- Source document:

--- start ---

Most early historical works by black authors were biographies or autobiographies, which usually described a few exemplars of the race to counterbalance the omission or denigration of blacks in many white-authored works. The late 19th century saw the emergence of a new black historiography devoted to demonstrating that contributions by African American individuals and groups were essential to the course of American history and culture. African American historians conducted extensive primary source research to support their historical analyses. Other writers compiled long encyclopedic works, often delving into subfields such as religion, music, and journalism. Despite being further removed from slavery, Northern black leaders and parents affirmed the need for these historical works in promoting racial uplift in their communities. Greater access to education and publishing resources put Northern black writers at the forefront of the new historiography.
The Colored Volunteer: Marching into Dixie. New York: Currier & Ives, 1863.
During the Civil War, publishing firms such as Currier and Ives responded to the patriotic fervor in the North by producing lithographs which celebrated black soldiers’ military contributions in preserving the Union. Such inclusion was abandoned in the decades after the war as African Americans were notably absent from books about Civil War history.
William Wells Brown. The Negro in the American Rebellion: His Heroism and His Fidelity. Boston: Lee & Shepard, 1867.
William Wells Brown’s The Negro in the American Rebellion was one of the first works by a black author to situate African Americans within the broad sweep of American history. Although the majority of the work is devoted to the Civil War, the first sections describe slave uprisings and early black military service in American wars. Primary sources such as newspaper accounts and government documents were reproduced at length in the work, providing evidence of African American heroism. For much of the interpretive narrative, Brown supplied no named sources or citations, a historiographical practice that was not unusual for the era. Published amidst Reconstruction debates, Brown argued that their wartime patriotism and valor warranted granting black Americans full citizenship rights, including black male suffrage.
George Washington Williams. A History of the Negro Troops in the War of the Rebellion, 1861-1865. New York: Harper and Brothers, 1888.

--- end ---

- Records supplied:
--- start ---

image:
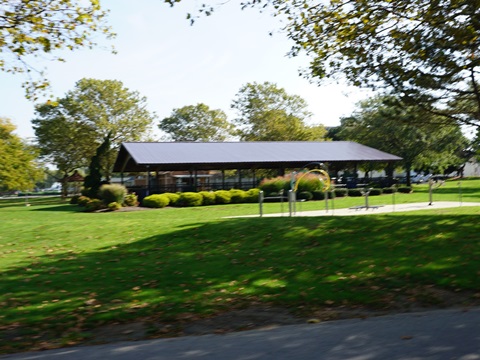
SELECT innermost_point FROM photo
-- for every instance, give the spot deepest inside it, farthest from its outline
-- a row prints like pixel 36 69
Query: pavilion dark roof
pixel 170 156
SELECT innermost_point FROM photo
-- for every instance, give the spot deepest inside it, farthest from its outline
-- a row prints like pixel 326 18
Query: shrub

--- end ---

- To-do list:
1) Write out the photo records above again word for word, covering every line but leaving out the pictures.
2) Carry on the text about early African American historical writing from the point where it stops.

- Set of answers:
1)
image:
SELECT innermost_point FROM photo
-- for every instance, give the spot deepest inside it, farthest from its outline
-- a row prints like pixel 36 69
Query: pavilion dark roof
pixel 170 156
SELECT innermost_point FROM photo
-- for every instance, give the spot deepest inside it, farthest from its outline
-- a row prints like pixel 326 18
Query: shrub

2)
A generation after the end of the Civil War, George Washington Williams (1849-1891) discovered that African Americans were largely absent from the growing body of histories of the conflict, spurring him to research and write this book. Williams was himself a veteran of the war, having enlisted in Pennsylvania under an assumed name and age when he was fourteen years old. Nevertheless, Williams decided against writing a history solely on his recollections, basing his analysis instead on archival research and interviews with veterans.
Joseph T. Wilson. The Black Phalanx: A History of the Negro Soldiers of the United States in the Wars of 1775-1812, 1861-’65. Hartford: American Publishing Company, 1888.
“The Black Phalanx.” The Freeman: The National Colored Weekly Newspaper (February 16, 1889).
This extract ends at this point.